* **FRAGMENTO DEL TEXTO**:

Era un día de trabajo, uno de esos conciertos especiales por el entorno y las características del lugar, en plena naturaleza, con el monte enmarcándolo todo, una ermita detrás de mí y después un mirador a un abismo precioso enmarcado por una puesta de sol espectacular.

Todo estaba en movimiento, la prueba de sonido y el personal de producción corriendo de un lado para otro con los últimos detalles para que todo estuviese previsto a la hora del concierto, ponía sillas para el público y atendían todas nuestras necesidades.

El único aspecto con el que no contaron fue con el de tener un aseo porque, aunque en el campo una se puede ocultar entre la maleza y así, agachada, hacer sus necesidades; ese día el campo no estaba como siempre, la verdad es que la intimidad brillaba por su ausencia: técnicos de sonido, personas señalizando el camino y los accesos a aquel paraje natural. Un ir y venir de gente que hacían muy probable que me viesen el culo si intentaba ir a mear. No es que mi culo sea diferente al de cualquiera, ya veis, una que se corta un poco si tiene que exponerse en esas situaciones, llamadme vergonzosa si queréis.

Poco después de terminar la prueba, mientras me estaba maquillando en la sacristía de la ermita, una persona de producción se ofreció amablemente a llevarme hasta el baño del bar del pueblo más cercano si hubiera necesidad. Yo le dije que sí, que había necesidad. Es de todo el mundo conocido lo de “la última meada” antes de salir a tocar. Yo soy de más de una meada, pero ese día no me iba a quedar más remedio que conformarme con eso, y más si ya empezaba a venir el público. Entonces sí que sí, las posibilidades de ocultarme eran nulas. Me monté en uno de los coches de producción y, tras más de cinco minutos de camino de piedras, llegamos al bar del pueblo. Pedimos algo para no abusar, fui al baño y volvimos a subir al lugar del concierto por aquel camino. Terminé de prepararme, me maquillé como pude con un espejo de bolsillo y miré el reloj. Diez minutos para empezar el concierto. Y yo ya me estaba meando otra vez. Mi interior me decía: Isabel, aguanta que es todo psicológico, acabas de ir al baño, es imposible que tengas ganas otra vez.

* **TAREA**: Continúa el relato del concierto junto a la ermita a partir de su última frase.

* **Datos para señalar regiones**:
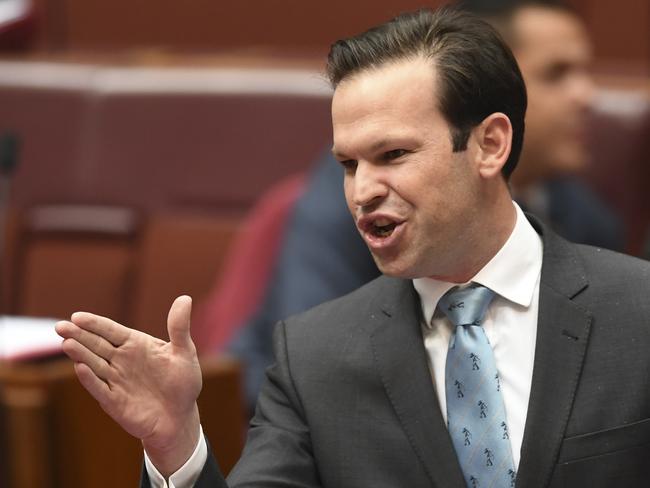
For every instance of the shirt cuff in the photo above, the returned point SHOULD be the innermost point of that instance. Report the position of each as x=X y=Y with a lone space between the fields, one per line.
x=187 y=474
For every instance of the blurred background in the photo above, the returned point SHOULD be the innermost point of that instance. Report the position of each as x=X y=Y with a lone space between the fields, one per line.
x=153 y=148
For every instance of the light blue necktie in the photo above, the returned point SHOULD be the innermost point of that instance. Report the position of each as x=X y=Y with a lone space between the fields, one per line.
x=476 y=417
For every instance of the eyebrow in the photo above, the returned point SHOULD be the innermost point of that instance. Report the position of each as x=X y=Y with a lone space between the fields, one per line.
x=375 y=147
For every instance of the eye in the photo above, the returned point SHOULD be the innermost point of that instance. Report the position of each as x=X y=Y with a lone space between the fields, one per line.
x=394 y=154
x=349 y=164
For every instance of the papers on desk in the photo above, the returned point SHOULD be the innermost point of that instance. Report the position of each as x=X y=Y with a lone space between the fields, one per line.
x=23 y=338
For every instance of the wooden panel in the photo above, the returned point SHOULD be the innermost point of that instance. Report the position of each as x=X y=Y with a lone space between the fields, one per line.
x=179 y=254
x=73 y=259
x=620 y=31
x=57 y=436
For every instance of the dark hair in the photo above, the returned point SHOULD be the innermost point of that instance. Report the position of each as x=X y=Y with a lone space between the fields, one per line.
x=477 y=73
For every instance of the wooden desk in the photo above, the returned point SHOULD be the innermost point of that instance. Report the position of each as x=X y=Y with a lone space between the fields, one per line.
x=55 y=435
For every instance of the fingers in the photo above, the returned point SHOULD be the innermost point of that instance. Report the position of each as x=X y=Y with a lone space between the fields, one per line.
x=95 y=386
x=80 y=354
x=104 y=327
x=178 y=322
x=91 y=341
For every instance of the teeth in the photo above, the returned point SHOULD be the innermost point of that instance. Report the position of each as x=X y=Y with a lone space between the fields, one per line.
x=382 y=222
x=384 y=232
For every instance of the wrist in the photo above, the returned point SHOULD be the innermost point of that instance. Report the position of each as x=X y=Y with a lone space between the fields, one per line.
x=169 y=454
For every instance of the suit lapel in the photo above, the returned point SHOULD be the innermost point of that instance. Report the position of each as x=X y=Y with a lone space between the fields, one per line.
x=401 y=360
x=562 y=336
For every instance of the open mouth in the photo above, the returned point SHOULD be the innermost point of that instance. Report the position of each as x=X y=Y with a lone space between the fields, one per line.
x=382 y=228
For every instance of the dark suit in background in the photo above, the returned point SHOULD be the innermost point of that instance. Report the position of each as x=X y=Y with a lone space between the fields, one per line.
x=350 y=401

* **RESPUESTA**:
Al cabo del rato, llaman a la puerta: ¡Cinco minutos! Yo todavía más nerviosa, además de pis, me entraron ganas de “pas”. No me lo podía creer. Intenté concentrarme en no pensar, pero cada vez tenía más ganas y las mil imágenes metafóricas de ese momento venían a mi mente: la tortuga saliendo de su caparazón, plantar un pino... en fin, un largo etcétera de símiles escatológicos y ninguna solución.

Llegó la hora de salir a tocar y yo solo pensaba en que me estaba cagando, solo podía pensar en eso. Así que salí apretando el culo, literalmente. Comencé el concierto como siempre, presenté las canciones como siempre, pero en modo automático, pues solo podía pensar en las posibles soluciones para aquel imprevisto: un cubo de fregar que había en la sacristía, salir corriendo, desvanecerme como por arte de magia... Finalmente la cabeza hizo su trabajo; segunda canción, tercera... y, aunque no lo creáis, se me olvidó.

Terminé el concierto y ni siquiera me acordaba de lo mal que lo había pasado las primeras canciones. Mi técnico de sonido, que me conoce como la palma de su mano, me preguntó: ¿Qué te ha pasado en las primeras canciones?, ¿no te oías? Yo me puse muy colorada y le dije: Te voy a ser sincera, es que me estaba cagando.

Moraleja: el poder de la mente y los nervios pueden controlarse con concentración y meditación; las ganas de ir al baño, a veces también, pero hay que tener cuidado porque, en ambos casos, si no los sacas hacen tapón.